• _Material provided_

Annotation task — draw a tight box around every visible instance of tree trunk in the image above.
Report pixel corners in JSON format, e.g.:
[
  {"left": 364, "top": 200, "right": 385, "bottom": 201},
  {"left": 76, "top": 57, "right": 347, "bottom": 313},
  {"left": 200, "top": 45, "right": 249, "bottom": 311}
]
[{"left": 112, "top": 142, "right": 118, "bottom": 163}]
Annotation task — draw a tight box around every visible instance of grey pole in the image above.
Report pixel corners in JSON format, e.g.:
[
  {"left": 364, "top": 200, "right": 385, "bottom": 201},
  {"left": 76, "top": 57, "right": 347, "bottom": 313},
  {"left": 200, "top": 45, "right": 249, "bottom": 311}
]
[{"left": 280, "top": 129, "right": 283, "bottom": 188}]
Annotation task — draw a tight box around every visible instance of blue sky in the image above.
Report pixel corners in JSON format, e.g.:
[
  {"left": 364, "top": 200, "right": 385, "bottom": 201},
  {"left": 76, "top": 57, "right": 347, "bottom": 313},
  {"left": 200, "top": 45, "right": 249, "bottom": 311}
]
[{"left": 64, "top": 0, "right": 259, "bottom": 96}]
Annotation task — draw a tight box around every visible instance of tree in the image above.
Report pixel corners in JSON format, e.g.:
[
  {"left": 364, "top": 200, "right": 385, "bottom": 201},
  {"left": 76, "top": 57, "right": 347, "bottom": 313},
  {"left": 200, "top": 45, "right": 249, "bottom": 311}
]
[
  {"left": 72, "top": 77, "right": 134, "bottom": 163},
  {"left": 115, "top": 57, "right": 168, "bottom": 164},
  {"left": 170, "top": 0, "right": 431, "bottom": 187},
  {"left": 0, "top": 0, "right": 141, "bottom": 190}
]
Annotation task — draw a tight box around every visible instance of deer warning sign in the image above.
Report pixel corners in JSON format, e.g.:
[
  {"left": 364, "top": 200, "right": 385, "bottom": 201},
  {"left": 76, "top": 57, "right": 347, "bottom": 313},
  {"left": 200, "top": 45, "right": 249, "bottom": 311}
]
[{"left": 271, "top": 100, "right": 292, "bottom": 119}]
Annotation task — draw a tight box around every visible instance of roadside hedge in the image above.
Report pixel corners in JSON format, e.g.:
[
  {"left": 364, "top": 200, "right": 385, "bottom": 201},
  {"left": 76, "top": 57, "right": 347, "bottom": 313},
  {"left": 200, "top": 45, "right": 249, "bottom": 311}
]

• _Required work_
From the data above, extract each line that contains the string "every". Matching is case-sensitive.

• _Answer to this task_
Annotation task — draw a tight box around every visible instance of tree trunk in the image above.
Annotation task — draw a tight box around every visible instance of grey pole in the image above.
Annotation task — draw a tight box around every visible instance of blue sky in the image above.
Annotation task — draw a tight box around every visible instance of tree in the image above.
Annotation task — draw a tight box around every visible instance of deer warning sign in the image above.
Annotation task — draw a tight box around every visible instance of roadside hedge in the image above.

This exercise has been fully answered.